[Begin Extracted text]

The failure of the British government to grant Catholic emancipation, until 1829, provided Daniel O’Connell the opportunity to develop a popular mass movement in favour of emancipation, (and later for repeal of the union); utilising the structure and networks of the Catholic Church. So it was to (con)fuse the causes of national and religious rights in the minds of many.


The ensuing struggles of the nineteenth century around land rights had a crucial distinction between Catholics and Protestants. For Catholics, land agitation was against what the English crown had confiscated from their ancestors: Protestant claims were for tenant’s rights granted by that crown in the seventeenth century.

The modernisation processes which took place throughout Europe in the nineteenth century, connected to industrialisation and new social relationships, re-shaped peoples identities; individually as workers; and collectively as classes and nations. These processes took place later and more unevenly in Ireland.

The majority of the population, primarily in the South, were excluded from the affluence of their more industrially advanced neighbour. Their cultural identity, including their religion, allowed there discontent to find national expression.

However, the special relationship embodied in Orangeism, in the North, according to D.W. Miller,

“helped many Ulster Protestants to avoid the full consequences of the erosion of traditional role relationships, which is supposed to create the need to identify strongly with the national culture.. .In many situations his essence was still his social position ie. his Protestantism.” (17)

The middle class also benefited materially from the developments of the Industrial Revolution and could participate in the spoils of the British Empire.

So the foundations were laid for the ensuing conflict in Ireland.

The Gaelic, radical elements of the Presbyterian tradition in Ulster has been largely lost, or at least neglected; as they perceived themselves to be threatened by the influence of the Catholic church in the South (and also by some who see a threat of an international, Jewish, Catholic, communist conspiracy).

An editorial in Ian Paisley’s newspaper the Protestant Telegraph” (June 72) stated,

“ watch the Jews. . . watch the papist Rome rising to a grand crescendo with the communists. The reds are on the march. They are heading for an alliance against the return of the Lord Jesus Christ.”

[End Extracted text]
[Begin Source data]

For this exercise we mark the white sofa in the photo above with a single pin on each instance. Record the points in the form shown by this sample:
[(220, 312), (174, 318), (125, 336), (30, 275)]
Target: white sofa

[End Source data]

Written tasks »
1. In the passage on Irish history, until what year did the British government fail to grant Catholic emancipation?
2. Duplicate the passage on Irish history word for word, starting with "The modernisation processes" and going on through "find national expression.".
3. Pick up the passage on Irish history and continue it from its last sentence.

Outputs by task »
1. 1829

2.
The modernisation processes which took place throughout Europe in the nineteenth century, connected to industrialisation and new social relationships, re-shaped peoples identities; individually as workers; and collectively as classes and nations. These processes took place later and more unevenly in Ireland.

The majority of the population, primarily in the South, were excluded from the affluence of their more industrially advanced neighbour. Their cultural identity, including their religion, allowed there discontent to find national expression.

3.
In the politics of many of those “Loyalists” or “Unionists” there is a certain ambiguity about whether their first priority is their “loyalty” only to the protestant crown: to the union with Britain - or simply their own self interest.

Within their ranks they now contain those who favour complete integration within Britain; those who want a return to some form of devolution, as they had in their one party state from 1920-72; and those who want an independent state in the North.

One Loyalist representative interviewed in a T.V documentary, made the following statement,

“We’re British. We’re proud to be British, and we’ll fight to remain British. We will even fight the British to be British,” (18)

The radical tradition among Presbytarians was not altogether lost, and continued in some form into the twentieth century - when some 400 Presbyterians gathered in Ballymoney, Country Antrim, in 1912, to initiate a Home Rule covenant in opposition to Carson’s Loyalist covenant. (19)

And in June 1987 a Loyalist march went from Carrickfergus to Ballycarry to commemorate Willie Nelson, a Presbyterian who was hung for his part in the 1798 rising. Explaining the march, it was stated in Young Unionist (May 1987)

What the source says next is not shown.